### Reading text
Category 2: Data practices (questions 7-12)

These questions assess how the vendor handles your data and your users' data.

**7. Is our data used to train or improve the model?** Many vendors use customer data for model training by default. Confirm whether you can opt out, whether the opt-out is retroactive, and whether it applies to all processing (including human review of flagged outputs).

**8. Where is data stored, processed, and transmitted?** Get specific data center locations and jurisdictions. This matters for GDPR compliance, data residency requirements, and sector-specific regulations.

**9. What is the data retention policy, and what happens to our data if we cancel?** Confirm: how long data is retained after each API call, what data is retained after contract termination, and whether you receive a data export before deletion.

**10. Who within the vendor organization can access our data?** Specify: engineering teams, support staff, contractors, subprocessors, and any government access requirements. Get a list of subprocessors and their roles.

### Given data
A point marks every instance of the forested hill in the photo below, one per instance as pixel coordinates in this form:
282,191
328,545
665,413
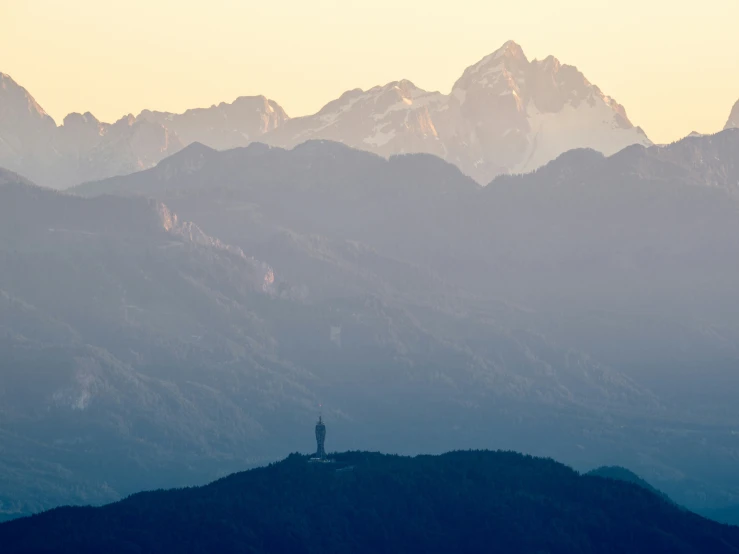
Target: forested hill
458,502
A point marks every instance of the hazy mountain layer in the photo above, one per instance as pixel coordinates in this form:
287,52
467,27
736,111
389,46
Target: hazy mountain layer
628,258
139,351
462,502
733,121
505,114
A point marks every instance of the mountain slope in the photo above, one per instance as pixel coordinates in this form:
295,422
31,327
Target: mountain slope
505,114
85,149
629,258
461,502
622,474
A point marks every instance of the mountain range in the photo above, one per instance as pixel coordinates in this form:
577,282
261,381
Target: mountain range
733,121
570,312
505,114
138,351
473,501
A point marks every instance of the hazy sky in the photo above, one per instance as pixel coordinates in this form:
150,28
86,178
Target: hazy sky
673,64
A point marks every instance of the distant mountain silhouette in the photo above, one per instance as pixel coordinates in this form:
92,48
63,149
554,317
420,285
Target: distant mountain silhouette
504,114
458,502
138,350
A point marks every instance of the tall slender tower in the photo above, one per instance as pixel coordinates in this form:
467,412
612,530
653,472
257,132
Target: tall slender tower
320,439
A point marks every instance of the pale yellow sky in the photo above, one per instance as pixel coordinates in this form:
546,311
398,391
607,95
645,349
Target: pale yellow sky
673,64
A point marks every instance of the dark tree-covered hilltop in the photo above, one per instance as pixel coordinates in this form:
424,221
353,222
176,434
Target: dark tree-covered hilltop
474,501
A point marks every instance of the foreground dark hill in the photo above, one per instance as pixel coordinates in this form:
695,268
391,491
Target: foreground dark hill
138,352
457,502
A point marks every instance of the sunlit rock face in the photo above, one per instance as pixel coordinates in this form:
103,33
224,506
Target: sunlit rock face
506,114
733,121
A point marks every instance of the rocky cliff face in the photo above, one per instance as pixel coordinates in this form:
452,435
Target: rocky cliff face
506,114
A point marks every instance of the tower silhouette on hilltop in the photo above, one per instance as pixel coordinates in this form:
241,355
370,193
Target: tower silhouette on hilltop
320,439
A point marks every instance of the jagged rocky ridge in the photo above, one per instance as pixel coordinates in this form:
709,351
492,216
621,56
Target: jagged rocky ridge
137,351
505,114
362,502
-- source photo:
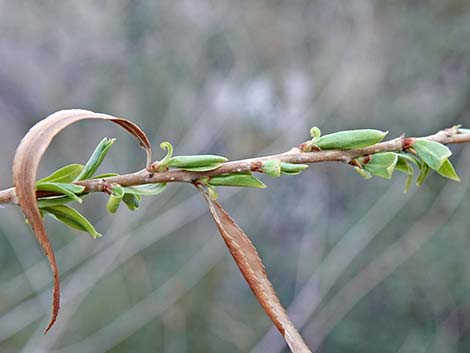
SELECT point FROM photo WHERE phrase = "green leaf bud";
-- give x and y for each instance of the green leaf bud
(146, 189)
(96, 159)
(131, 201)
(350, 139)
(292, 169)
(197, 161)
(434, 154)
(272, 167)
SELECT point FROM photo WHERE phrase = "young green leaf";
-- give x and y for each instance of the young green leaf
(69, 190)
(96, 158)
(65, 174)
(183, 162)
(272, 167)
(146, 189)
(104, 176)
(25, 166)
(434, 154)
(72, 218)
(448, 171)
(350, 139)
(244, 179)
(382, 164)
(204, 168)
(292, 169)
(56, 201)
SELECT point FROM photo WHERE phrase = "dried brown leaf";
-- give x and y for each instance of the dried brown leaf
(248, 261)
(25, 165)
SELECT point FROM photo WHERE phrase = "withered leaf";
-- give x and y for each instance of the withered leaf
(25, 165)
(248, 261)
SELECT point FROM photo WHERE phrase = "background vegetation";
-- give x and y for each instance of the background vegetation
(363, 267)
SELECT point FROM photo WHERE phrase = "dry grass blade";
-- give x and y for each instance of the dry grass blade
(25, 165)
(252, 268)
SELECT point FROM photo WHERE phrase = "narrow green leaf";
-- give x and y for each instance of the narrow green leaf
(131, 201)
(382, 164)
(350, 139)
(292, 169)
(65, 174)
(434, 154)
(245, 179)
(146, 189)
(69, 190)
(103, 176)
(272, 167)
(72, 218)
(205, 168)
(195, 161)
(448, 171)
(96, 158)
(54, 201)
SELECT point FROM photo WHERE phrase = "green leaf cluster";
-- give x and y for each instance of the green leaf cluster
(425, 155)
(62, 182)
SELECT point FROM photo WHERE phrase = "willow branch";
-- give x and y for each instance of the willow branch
(295, 156)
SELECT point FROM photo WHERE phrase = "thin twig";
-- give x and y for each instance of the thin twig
(295, 156)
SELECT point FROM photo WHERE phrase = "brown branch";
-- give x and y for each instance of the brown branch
(295, 156)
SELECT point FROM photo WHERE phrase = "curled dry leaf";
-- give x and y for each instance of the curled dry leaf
(248, 261)
(25, 165)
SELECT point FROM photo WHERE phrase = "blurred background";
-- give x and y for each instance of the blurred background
(361, 266)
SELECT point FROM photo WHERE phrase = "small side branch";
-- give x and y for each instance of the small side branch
(294, 156)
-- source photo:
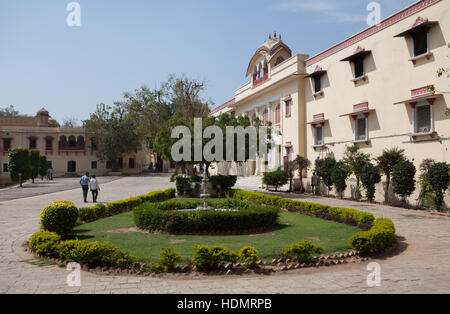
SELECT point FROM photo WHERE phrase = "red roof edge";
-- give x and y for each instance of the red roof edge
(227, 104)
(397, 17)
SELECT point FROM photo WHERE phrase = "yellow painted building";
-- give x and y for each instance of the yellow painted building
(378, 89)
(68, 151)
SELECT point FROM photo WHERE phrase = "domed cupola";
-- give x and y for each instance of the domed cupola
(42, 113)
(42, 117)
(271, 53)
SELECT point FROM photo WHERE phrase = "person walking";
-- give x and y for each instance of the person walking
(95, 188)
(84, 182)
(314, 181)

### Directives
1 – Answer the following about the vendor data-practices checklist, one line per answer:
(a) Which numbered questions does Category 2 cover?
(b) Under question 8, which three matters make data center locations and jurisdictions important?
(c) Under question 10, what list should be obtained from the vendor?
2 – Supply the next part of the vendor data-practices checklist, picking up after question 10.

### Outputs
1 –
(a) Questions 7 through 12.
(b) GDPR compliance, data residency requirements, and sector-specific regulations.
(c) A list of subprocessors and their roles.

2 –
**11. Is data encrypted at rest and in transit, and can we bring our own encryption keys?** Encryption at rest and in transit should be standard. Customer-managed encryption keys (CMEK) are important for regulated industries and give you control over data access.

**12. How are data breaches detected, and what is the notification process?** Get specific: detection mechanisms, notification timeline (GDPR requires 72 hours), incident response process, and your role in the response plan.

Category 3: Security (questions 13-18)

These questions assess the vendor's security posture, with attention to AI-specific attack surfaces.

**13. Has the vendor completed SOC 2 Type II certification?** Or equivalent certifications relevant to your industry (ISO 27001, HITRUST, FedRAMP). Ask for the most recent audit report, not just a certification badge.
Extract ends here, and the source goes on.